— Written problem —
Write out the entries again from the line with "metal drain grate." to the line with "(0, 578), (86, 592)", both included and requests too, shifting every bounding-box coordinate in the answers by -62. Leave the request lines and their sample coordinates unchanged.

[Stored records]
+===+
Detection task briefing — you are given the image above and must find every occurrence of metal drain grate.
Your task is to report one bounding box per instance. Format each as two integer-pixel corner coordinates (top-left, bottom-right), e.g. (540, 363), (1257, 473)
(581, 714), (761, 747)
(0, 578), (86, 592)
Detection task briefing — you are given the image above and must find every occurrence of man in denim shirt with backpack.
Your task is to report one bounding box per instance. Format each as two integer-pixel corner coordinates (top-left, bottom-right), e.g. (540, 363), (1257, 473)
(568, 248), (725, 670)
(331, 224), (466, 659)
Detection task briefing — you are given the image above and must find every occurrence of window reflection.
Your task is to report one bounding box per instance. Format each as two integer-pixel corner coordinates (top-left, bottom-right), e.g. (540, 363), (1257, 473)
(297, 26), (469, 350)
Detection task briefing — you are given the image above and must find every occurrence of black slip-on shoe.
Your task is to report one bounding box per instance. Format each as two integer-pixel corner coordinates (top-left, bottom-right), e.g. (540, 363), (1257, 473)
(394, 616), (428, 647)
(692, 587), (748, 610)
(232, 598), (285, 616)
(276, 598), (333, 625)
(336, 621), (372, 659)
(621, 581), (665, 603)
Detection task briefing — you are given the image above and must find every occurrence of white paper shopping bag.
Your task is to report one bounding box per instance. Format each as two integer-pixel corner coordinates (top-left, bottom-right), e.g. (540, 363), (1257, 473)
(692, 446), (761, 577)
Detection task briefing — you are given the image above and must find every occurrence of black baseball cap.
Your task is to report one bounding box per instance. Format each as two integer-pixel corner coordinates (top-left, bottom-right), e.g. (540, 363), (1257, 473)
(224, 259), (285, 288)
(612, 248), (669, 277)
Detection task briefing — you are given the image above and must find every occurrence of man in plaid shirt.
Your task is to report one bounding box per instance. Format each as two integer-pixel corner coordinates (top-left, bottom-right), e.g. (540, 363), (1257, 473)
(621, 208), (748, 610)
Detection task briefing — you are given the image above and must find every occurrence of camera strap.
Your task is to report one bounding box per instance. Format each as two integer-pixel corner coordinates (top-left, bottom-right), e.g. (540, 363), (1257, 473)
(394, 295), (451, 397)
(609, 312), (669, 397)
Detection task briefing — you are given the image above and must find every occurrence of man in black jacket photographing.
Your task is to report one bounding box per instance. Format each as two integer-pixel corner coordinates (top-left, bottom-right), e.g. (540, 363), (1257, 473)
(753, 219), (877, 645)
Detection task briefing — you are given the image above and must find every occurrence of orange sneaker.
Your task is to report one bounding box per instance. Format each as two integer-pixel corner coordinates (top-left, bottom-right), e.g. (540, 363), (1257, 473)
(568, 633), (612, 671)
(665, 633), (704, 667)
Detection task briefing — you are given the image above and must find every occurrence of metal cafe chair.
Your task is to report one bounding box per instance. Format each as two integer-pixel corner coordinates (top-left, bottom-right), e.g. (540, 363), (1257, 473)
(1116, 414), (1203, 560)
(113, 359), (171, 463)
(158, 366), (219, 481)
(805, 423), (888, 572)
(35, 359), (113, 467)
+===+
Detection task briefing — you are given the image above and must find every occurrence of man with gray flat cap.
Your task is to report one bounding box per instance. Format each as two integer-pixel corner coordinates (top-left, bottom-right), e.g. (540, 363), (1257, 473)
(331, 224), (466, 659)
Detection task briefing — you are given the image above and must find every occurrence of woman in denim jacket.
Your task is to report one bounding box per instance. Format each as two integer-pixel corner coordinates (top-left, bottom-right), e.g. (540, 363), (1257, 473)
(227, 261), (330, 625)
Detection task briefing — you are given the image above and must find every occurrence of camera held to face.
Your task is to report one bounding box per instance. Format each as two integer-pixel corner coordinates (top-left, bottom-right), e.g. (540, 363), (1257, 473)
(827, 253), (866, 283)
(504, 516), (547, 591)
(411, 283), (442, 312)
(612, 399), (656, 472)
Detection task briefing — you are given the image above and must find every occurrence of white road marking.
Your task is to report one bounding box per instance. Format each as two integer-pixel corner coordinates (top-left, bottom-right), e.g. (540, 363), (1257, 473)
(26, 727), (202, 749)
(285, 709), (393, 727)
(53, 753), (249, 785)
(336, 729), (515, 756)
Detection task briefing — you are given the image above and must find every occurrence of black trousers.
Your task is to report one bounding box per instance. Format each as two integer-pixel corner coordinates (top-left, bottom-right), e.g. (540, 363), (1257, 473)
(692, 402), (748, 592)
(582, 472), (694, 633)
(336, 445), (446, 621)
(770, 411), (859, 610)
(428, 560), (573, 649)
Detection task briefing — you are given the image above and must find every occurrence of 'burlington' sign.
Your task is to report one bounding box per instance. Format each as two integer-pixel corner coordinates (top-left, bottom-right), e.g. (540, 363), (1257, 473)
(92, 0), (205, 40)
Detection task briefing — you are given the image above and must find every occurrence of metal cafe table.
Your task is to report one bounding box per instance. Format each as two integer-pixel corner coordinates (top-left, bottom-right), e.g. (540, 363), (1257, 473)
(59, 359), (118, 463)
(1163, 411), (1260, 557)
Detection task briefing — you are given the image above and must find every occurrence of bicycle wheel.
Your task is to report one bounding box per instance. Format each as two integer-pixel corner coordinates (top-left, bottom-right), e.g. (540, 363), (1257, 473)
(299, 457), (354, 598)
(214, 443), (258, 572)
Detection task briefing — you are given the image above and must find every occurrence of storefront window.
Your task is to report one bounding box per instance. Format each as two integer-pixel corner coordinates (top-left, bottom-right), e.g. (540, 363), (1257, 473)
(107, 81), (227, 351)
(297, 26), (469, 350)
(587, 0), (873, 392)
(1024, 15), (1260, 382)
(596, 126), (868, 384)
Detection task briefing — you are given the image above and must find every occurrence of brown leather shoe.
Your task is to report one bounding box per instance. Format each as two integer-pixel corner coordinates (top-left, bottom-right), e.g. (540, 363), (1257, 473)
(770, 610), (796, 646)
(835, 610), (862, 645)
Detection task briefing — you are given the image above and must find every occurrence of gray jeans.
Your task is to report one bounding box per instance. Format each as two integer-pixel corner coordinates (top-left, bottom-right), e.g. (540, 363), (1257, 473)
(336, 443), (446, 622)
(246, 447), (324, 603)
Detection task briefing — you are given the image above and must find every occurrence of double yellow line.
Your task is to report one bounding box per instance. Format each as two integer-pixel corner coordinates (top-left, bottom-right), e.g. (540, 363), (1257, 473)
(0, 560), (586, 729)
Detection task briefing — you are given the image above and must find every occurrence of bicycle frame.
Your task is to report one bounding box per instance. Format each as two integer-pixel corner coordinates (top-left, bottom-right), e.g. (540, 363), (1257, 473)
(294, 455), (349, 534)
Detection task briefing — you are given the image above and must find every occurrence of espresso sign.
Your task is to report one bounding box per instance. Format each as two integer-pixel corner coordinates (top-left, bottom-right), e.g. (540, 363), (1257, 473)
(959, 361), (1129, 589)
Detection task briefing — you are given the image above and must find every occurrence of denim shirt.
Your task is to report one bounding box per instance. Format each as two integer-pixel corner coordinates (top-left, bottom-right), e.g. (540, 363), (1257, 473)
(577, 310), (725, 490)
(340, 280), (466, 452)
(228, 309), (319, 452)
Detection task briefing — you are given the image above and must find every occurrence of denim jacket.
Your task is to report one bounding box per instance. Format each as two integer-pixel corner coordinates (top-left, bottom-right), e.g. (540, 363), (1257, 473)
+===+
— Final result —
Detection task briefing — you are given the image above and must find every occurrence of metal drain grate.
Your task is to report one bounding box per instance. Format each as two integer-pixel corner coordinates (top-left, bottom-right), e.g. (540, 363), (1257, 473)
(519, 652), (699, 685)
(-62, 516), (24, 530)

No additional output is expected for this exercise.